> _Description of the task_: Please work out how many lines include the word "surface" in the entries, and reply with only the count.

********

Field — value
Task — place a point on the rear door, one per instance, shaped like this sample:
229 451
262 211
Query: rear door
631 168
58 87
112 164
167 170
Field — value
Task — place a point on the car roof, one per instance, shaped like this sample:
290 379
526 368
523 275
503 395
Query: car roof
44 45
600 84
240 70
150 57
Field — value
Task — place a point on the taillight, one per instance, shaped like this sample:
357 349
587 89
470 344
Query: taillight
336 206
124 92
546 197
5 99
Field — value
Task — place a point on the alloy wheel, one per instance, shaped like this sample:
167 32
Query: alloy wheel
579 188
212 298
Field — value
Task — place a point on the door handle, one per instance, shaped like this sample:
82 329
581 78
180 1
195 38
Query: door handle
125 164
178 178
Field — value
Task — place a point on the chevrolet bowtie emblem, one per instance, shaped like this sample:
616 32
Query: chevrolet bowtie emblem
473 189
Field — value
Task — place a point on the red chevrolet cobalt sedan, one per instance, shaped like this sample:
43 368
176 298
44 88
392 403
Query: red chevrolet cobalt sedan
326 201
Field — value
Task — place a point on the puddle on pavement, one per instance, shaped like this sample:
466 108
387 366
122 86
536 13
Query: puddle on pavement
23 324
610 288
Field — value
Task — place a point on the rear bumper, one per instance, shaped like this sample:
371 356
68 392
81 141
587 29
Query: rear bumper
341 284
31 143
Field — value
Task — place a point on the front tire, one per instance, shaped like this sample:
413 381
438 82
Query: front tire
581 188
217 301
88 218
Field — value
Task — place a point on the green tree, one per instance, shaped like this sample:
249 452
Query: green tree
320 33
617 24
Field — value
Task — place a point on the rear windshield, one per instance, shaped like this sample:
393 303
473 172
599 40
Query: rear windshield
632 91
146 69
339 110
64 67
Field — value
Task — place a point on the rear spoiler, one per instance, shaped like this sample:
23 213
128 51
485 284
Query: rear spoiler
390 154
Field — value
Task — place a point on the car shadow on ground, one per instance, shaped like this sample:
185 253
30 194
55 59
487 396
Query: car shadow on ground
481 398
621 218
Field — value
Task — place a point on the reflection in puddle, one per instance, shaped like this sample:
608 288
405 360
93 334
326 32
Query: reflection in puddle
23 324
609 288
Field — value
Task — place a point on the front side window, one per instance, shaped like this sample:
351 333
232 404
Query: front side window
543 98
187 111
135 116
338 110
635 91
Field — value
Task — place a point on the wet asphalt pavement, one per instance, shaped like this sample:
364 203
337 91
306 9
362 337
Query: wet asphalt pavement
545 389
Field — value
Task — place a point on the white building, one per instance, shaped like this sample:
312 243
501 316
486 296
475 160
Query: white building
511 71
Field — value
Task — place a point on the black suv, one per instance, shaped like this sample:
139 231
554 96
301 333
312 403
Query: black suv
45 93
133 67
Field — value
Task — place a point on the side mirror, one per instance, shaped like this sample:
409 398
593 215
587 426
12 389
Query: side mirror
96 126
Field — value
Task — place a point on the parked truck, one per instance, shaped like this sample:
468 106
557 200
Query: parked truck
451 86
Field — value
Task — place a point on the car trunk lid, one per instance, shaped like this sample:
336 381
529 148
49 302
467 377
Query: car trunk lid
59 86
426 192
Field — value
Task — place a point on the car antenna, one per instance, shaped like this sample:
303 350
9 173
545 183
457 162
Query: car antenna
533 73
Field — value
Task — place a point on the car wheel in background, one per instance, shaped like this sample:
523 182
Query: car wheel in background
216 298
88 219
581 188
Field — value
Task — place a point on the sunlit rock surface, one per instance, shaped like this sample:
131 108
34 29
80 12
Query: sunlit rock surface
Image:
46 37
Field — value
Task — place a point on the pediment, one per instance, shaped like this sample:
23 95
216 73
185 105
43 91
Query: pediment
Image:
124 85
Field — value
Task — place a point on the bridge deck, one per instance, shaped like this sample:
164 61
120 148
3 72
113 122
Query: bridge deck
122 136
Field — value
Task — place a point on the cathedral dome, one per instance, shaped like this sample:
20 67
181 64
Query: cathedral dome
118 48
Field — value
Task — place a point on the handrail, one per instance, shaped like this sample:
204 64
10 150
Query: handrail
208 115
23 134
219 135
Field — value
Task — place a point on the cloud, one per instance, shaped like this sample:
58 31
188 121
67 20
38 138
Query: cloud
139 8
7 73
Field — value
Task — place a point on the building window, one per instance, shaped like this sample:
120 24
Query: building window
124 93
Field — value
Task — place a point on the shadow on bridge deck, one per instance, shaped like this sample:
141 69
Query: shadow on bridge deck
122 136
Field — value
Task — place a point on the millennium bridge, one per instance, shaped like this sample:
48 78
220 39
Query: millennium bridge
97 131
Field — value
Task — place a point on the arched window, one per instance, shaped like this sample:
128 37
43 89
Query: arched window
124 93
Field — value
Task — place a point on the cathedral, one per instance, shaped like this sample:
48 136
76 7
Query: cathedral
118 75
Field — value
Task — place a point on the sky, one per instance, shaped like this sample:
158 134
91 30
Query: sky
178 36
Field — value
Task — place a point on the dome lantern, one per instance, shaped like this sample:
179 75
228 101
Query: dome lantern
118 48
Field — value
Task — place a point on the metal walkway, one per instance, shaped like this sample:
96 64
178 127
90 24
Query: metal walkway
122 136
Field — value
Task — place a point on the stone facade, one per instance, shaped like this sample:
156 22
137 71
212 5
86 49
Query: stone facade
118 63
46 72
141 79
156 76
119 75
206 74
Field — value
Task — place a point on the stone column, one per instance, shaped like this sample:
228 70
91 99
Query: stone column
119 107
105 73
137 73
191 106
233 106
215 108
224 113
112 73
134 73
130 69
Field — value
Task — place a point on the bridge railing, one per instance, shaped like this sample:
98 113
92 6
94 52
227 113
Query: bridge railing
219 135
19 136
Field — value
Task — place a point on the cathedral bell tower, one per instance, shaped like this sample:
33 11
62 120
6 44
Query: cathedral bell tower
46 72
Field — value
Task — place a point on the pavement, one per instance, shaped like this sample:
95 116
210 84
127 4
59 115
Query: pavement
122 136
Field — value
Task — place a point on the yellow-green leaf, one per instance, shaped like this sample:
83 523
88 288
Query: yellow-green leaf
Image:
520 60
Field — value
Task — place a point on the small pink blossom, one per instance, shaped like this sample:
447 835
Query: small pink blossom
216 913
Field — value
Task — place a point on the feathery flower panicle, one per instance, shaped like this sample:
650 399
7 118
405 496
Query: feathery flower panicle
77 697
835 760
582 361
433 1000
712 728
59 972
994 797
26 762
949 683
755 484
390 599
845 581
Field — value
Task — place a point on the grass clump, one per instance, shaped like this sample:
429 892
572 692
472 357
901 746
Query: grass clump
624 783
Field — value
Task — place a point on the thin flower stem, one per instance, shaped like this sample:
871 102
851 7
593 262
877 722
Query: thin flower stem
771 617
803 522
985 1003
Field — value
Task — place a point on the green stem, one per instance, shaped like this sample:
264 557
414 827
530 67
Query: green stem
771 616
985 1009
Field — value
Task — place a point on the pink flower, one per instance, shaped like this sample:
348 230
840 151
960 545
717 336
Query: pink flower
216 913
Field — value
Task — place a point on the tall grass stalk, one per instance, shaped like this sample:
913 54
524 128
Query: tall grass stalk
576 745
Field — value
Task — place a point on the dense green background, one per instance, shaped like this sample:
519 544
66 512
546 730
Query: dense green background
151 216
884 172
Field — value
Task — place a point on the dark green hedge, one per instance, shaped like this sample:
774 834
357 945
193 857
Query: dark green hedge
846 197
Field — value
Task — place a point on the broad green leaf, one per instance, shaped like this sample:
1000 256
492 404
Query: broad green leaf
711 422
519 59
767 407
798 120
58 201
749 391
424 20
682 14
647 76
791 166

********

> _Answer box_: 2